> WHAT THE EXERCISE ASKS
Rewrite the records from the start through the line containing "[444,273,517,293]", requests included, with every bounding box coordinate in the answers multiplied by 2 and rounded to a whole number, halves going up. Leave the pictures out of your answer.

Region annotation entries:
---------------
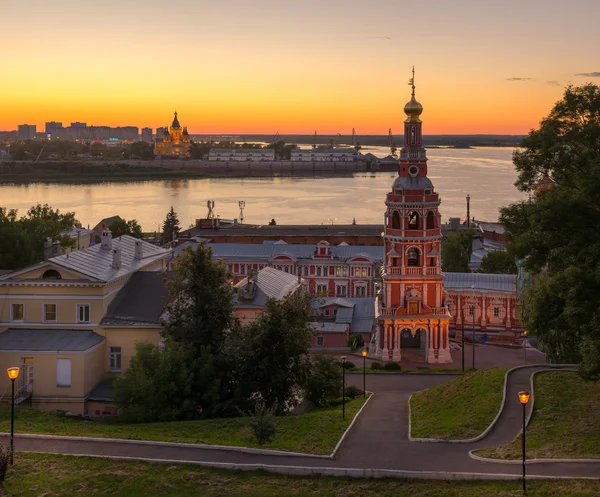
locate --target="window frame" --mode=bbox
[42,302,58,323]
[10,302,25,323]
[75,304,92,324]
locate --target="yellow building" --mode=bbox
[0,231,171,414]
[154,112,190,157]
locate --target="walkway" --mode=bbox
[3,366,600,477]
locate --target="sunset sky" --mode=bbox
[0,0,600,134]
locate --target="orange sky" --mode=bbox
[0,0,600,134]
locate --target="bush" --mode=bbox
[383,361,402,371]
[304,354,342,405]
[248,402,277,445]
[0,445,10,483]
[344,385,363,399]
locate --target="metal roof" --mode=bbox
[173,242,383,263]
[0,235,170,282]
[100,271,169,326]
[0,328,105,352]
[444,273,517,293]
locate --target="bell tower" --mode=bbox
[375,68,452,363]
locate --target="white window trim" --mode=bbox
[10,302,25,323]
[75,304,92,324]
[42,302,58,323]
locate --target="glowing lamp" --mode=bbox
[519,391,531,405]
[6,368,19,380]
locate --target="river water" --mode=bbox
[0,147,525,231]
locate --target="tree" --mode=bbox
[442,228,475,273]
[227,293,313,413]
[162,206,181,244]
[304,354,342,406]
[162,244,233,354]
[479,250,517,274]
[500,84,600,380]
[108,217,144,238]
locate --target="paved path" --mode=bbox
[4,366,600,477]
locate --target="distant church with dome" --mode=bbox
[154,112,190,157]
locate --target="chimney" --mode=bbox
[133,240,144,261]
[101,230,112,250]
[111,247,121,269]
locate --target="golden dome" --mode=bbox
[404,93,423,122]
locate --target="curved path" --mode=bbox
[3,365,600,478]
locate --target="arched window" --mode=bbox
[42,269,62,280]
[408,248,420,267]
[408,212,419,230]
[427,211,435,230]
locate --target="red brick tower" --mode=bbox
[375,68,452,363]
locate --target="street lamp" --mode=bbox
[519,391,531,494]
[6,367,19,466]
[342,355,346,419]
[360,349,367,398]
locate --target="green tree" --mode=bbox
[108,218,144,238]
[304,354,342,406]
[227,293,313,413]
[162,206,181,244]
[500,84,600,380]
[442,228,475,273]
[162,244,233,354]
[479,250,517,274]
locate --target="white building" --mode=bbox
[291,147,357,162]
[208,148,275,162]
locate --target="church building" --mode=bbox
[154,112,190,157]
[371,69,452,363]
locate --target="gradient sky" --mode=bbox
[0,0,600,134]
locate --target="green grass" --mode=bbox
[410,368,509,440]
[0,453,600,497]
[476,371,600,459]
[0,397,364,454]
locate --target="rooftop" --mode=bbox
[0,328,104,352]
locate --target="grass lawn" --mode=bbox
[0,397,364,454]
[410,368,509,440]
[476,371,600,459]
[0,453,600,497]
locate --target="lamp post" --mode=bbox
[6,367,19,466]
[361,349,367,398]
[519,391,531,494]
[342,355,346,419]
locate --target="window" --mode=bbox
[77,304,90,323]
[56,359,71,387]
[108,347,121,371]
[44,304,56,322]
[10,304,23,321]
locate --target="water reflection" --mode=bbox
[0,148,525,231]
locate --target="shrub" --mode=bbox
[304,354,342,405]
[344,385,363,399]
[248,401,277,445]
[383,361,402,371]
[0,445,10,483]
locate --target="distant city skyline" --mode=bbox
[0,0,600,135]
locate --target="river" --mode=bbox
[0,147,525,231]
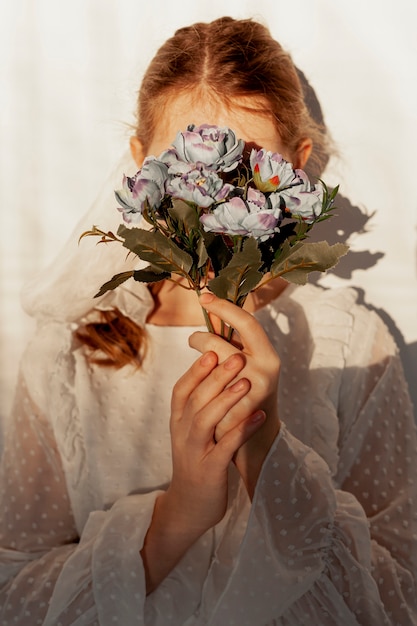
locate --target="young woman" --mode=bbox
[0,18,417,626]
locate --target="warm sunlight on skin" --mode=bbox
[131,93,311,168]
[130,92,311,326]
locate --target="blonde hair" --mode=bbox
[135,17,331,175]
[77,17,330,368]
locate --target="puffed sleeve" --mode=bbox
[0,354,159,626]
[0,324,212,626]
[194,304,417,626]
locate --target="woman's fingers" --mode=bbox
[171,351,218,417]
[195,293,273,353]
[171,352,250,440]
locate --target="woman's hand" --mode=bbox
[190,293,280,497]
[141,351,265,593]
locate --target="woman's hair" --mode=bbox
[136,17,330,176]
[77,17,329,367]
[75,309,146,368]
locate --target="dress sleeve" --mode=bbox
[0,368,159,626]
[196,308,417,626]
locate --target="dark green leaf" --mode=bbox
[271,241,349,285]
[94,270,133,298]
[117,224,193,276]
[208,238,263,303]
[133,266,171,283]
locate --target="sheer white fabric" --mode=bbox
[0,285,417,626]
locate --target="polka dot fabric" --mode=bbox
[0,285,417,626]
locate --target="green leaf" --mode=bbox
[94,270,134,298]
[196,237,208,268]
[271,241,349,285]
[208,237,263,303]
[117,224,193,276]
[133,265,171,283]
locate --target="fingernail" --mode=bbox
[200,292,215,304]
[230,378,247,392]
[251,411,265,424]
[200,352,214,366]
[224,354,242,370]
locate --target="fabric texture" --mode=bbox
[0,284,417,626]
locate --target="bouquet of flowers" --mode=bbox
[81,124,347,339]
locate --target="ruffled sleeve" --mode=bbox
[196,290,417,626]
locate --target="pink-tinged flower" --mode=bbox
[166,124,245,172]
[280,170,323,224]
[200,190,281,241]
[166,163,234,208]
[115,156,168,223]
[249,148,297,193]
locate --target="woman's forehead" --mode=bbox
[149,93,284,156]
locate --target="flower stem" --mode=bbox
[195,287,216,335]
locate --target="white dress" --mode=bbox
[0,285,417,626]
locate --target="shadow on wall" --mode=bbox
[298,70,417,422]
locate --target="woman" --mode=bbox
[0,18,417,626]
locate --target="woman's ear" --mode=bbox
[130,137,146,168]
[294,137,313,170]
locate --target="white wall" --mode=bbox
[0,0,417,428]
---------------
> WRITTEN SOLUTION
locate --target="window frame" --mode=bbox
[84,604,116,646]
[20,604,50,646]
[150,608,184,648]
locate --target="yellow building" --mode=bbox
[0,462,342,828]
[308,224,380,314]
locate --target="walkway" --mode=bbox
[6,732,1200,954]
locate --target="sunset sky" --mode=bbox
[0,0,1200,268]
locate --target="orange sky" --mode=bbox
[0,0,1200,268]
locate --target="bush" --mode=bbox
[766,722,804,742]
[608,708,684,810]
[496,804,554,890]
[0,890,20,966]
[688,770,726,798]
locate --target="metal roof" --mode=bbox
[346,484,766,526]
[0,470,340,564]
[200,542,338,652]
[0,656,210,704]
[888,546,1034,586]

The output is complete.